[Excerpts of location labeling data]
+ + + + +
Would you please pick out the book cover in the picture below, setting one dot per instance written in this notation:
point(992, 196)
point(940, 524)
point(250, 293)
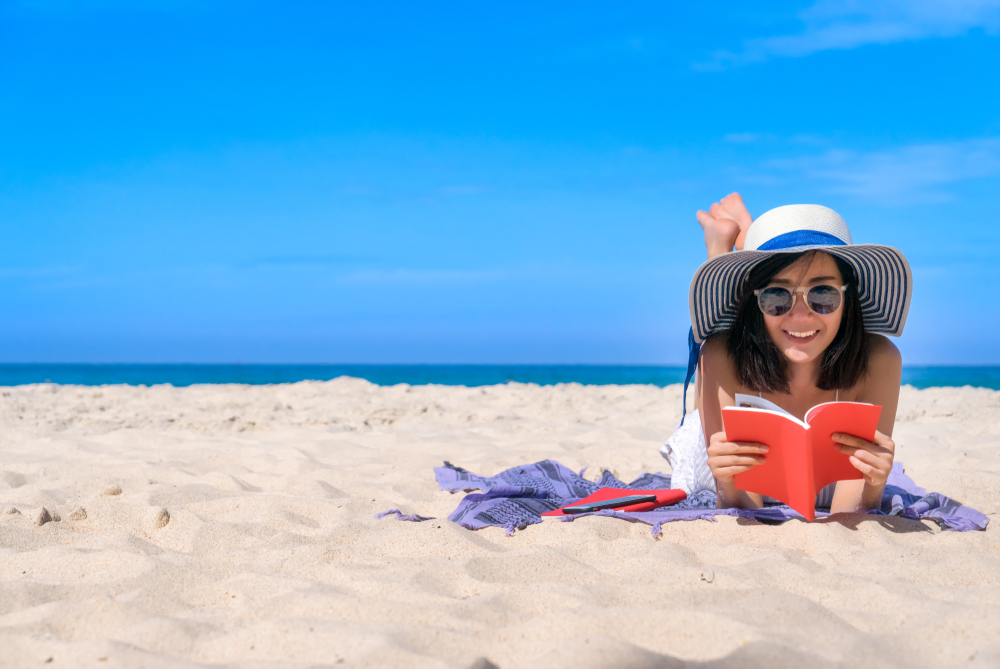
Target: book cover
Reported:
point(801, 457)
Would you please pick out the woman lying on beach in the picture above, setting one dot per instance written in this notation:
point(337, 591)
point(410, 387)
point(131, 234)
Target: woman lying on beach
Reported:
point(792, 316)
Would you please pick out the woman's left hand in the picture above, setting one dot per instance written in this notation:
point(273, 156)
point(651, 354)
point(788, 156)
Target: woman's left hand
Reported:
point(872, 459)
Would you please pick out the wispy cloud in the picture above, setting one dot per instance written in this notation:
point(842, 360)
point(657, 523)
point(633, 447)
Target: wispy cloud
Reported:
point(846, 24)
point(906, 175)
point(743, 137)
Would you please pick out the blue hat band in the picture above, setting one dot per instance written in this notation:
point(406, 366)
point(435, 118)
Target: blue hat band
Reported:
point(796, 238)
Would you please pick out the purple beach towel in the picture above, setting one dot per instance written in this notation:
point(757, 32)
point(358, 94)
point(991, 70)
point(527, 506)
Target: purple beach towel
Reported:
point(516, 498)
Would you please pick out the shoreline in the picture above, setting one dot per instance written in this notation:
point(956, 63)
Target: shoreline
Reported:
point(245, 533)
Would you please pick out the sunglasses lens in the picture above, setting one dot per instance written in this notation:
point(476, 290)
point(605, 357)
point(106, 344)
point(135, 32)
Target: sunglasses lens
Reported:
point(775, 301)
point(823, 299)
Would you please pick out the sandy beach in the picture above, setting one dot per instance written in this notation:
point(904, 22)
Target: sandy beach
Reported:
point(235, 526)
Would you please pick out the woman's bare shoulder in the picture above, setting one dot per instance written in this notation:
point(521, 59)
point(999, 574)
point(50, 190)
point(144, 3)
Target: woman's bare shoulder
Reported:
point(715, 362)
point(883, 356)
point(885, 367)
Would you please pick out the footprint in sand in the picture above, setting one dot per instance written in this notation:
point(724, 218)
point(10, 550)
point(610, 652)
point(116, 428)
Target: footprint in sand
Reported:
point(158, 517)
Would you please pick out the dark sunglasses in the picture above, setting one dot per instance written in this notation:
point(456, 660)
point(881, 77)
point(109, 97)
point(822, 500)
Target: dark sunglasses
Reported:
point(778, 300)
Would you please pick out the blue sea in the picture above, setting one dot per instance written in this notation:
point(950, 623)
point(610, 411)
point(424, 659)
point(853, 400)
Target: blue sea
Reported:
point(451, 375)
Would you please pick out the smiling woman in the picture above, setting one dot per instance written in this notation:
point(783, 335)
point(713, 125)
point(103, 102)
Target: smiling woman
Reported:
point(762, 338)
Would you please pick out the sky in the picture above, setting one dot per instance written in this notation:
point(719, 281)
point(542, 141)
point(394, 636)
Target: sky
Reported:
point(465, 182)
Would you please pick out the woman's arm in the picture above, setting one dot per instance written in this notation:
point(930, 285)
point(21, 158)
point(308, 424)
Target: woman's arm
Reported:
point(725, 458)
point(872, 458)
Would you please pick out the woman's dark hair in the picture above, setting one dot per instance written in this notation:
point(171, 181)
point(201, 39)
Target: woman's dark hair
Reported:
point(761, 367)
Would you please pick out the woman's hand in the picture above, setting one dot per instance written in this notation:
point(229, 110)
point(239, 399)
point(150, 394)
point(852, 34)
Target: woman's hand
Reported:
point(726, 459)
point(725, 224)
point(872, 459)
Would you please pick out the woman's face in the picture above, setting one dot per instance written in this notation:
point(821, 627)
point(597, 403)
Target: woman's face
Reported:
point(801, 334)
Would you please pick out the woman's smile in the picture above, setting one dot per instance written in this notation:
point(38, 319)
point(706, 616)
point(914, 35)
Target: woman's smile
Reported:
point(801, 336)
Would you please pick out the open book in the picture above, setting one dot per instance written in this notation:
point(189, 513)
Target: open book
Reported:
point(801, 457)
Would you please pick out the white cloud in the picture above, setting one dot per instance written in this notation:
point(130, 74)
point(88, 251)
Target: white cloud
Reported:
point(742, 137)
point(846, 24)
point(907, 175)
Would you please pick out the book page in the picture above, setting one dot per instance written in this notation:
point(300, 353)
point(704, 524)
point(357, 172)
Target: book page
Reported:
point(829, 464)
point(752, 402)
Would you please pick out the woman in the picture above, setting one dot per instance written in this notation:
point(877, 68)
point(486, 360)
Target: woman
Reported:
point(795, 319)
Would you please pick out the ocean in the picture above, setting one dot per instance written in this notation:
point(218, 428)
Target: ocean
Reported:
point(451, 375)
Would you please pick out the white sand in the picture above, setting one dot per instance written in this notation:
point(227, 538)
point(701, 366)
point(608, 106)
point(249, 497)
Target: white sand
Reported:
point(244, 534)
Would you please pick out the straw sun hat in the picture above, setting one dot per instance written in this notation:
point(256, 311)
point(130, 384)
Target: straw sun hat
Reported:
point(885, 283)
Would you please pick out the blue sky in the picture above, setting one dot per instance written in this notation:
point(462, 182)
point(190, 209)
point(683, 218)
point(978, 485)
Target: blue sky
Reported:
point(407, 182)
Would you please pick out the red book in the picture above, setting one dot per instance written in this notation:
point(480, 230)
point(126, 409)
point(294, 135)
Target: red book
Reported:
point(663, 498)
point(801, 457)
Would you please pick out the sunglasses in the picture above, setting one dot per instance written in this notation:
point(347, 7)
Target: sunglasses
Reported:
point(778, 300)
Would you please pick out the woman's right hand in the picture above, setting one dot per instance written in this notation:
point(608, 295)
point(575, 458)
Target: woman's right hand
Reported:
point(725, 224)
point(726, 459)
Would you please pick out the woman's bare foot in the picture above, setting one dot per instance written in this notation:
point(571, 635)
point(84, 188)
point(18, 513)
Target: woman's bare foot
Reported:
point(725, 225)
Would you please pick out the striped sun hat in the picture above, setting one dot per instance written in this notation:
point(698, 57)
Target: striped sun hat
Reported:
point(885, 283)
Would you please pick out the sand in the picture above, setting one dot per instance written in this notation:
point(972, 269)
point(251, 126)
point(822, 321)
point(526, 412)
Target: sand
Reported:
point(235, 525)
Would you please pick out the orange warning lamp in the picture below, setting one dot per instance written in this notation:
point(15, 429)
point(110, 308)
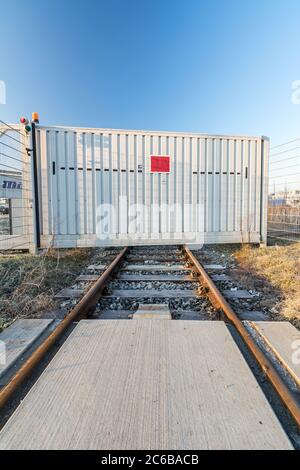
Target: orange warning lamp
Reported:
point(35, 117)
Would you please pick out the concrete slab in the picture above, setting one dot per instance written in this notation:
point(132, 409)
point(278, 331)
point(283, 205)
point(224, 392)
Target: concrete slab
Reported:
point(87, 277)
point(237, 294)
point(220, 277)
point(96, 267)
point(115, 314)
point(214, 267)
point(254, 315)
point(18, 338)
point(284, 340)
point(152, 311)
point(155, 277)
point(155, 267)
point(143, 293)
point(69, 294)
point(191, 315)
point(146, 385)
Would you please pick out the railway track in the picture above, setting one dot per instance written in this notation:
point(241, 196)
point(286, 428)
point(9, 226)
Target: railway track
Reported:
point(152, 282)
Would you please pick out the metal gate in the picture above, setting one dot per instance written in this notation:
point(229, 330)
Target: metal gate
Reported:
point(16, 190)
point(111, 187)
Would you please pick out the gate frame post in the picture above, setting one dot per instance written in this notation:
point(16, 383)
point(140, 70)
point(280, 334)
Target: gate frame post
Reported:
point(36, 244)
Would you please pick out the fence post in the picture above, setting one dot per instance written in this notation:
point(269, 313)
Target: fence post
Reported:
point(265, 142)
point(35, 191)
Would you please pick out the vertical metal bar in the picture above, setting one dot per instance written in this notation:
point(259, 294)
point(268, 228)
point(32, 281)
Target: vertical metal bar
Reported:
point(35, 187)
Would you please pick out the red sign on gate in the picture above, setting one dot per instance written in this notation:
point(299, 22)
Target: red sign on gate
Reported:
point(160, 163)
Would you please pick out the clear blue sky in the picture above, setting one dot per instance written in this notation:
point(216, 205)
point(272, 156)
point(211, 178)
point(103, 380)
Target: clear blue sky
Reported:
point(203, 66)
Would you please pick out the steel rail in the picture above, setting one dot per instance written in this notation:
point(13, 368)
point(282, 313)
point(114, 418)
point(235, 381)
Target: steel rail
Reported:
point(266, 366)
point(80, 310)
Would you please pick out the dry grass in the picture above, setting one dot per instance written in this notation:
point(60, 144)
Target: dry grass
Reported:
point(28, 282)
point(277, 270)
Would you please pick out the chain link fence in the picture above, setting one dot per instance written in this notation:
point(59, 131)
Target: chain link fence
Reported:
point(284, 192)
point(16, 227)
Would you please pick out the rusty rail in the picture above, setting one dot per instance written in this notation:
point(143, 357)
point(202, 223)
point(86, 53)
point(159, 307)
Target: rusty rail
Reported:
point(80, 310)
point(266, 366)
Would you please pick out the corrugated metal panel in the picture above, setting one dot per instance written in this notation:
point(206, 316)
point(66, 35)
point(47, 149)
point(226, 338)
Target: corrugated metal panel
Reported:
point(96, 187)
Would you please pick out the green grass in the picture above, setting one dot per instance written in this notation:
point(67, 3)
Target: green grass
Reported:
point(28, 282)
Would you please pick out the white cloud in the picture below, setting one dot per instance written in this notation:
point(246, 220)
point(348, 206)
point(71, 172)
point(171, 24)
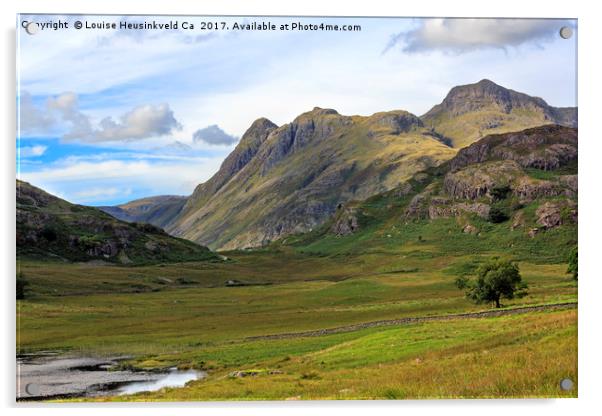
+ + + + +
WHAT THE TASK REQUIRES> Arrange the lines that begin at the one containing "Would you please pick out the smiling" and stop after the one containing "point(907, 175)" as a Markdown table with the columns Row and Line, leaving out any blank lines.

OUTPUT BELOW>
| Row | Line |
|---|---|
| 1 | Would you please pick out the smiling woman in the picture above, setting one dot per instance written in this notation: |
| 2 | point(783, 335) |
| 3 | point(713, 125) |
| 4 | point(103, 102) |
| 5 | Target: smiling woman |
| 6 | Reported: |
| 7 | point(762, 338) |
| 8 | Would you please pick out the sky in the picture above, setting one dot per instance written in this notation: |
| 9 | point(719, 281) |
| 10 | point(542, 141) |
| 11 | point(394, 636) |
| 12 | Target: sky |
| 13 | Reported: |
| 14 | point(465, 182) |
| 15 | Would you please pick out the woman's arm in the picture above, setting one dot per instance written in this notation: |
| 16 | point(930, 285) |
| 17 | point(21, 158) |
| 18 | point(308, 424) |
| 19 | Target: woman's arm |
| 20 | Reported: |
| 21 | point(725, 458) |
| 22 | point(872, 458) |
| 23 | Would you please pick out the woman's dark hair in the picture above, setting one dot per instance written in this notation: |
| 24 | point(171, 181) |
| 25 | point(201, 39) |
| 26 | Target: woman's dark hair |
| 27 | Reported: |
| 28 | point(761, 367) |
| 29 | Would you please pick out the woman's hand in the picture above, setting one dot per instance written in this notation: |
| 30 | point(229, 110) |
| 31 | point(239, 399) |
| 32 | point(150, 394) |
| 33 | point(852, 34) |
| 34 | Target: woman's hand |
| 35 | Reported: |
| 36 | point(726, 459) |
| 37 | point(725, 224) |
| 38 | point(872, 459) |
| 39 | Would you please pick out the woman's face in the picture above, setting one dot per instance written in this notation: |
| 40 | point(821, 627) |
| 41 | point(597, 403) |
| 42 | Target: woman's face |
| 43 | Reported: |
| 44 | point(801, 334) |
| 45 | Would you please pick out the woman's smile in the picture above, setting one dot per instance written in this notation: |
| 46 | point(38, 319) |
| 47 | point(706, 616) |
| 48 | point(914, 35) |
| 49 | Target: woman's smile |
| 50 | Reported: |
| 51 | point(801, 336) |
| 52 | Would you please pick out the open book in the picture above, setting one dot per instance written in this notation: |
| 53 | point(189, 513) |
| 54 | Target: open book |
| 55 | Reported: |
| 56 | point(801, 457) |
| 57 | Would you please pick out the white cloud in the picture above, setting one dot per instance written in this notation: |
| 58 | point(130, 74) |
| 59 | point(88, 251) |
| 60 | Target: white cloud |
| 61 | Reported: |
| 62 | point(742, 137) |
| 63 | point(846, 24) |
| 64 | point(907, 175) |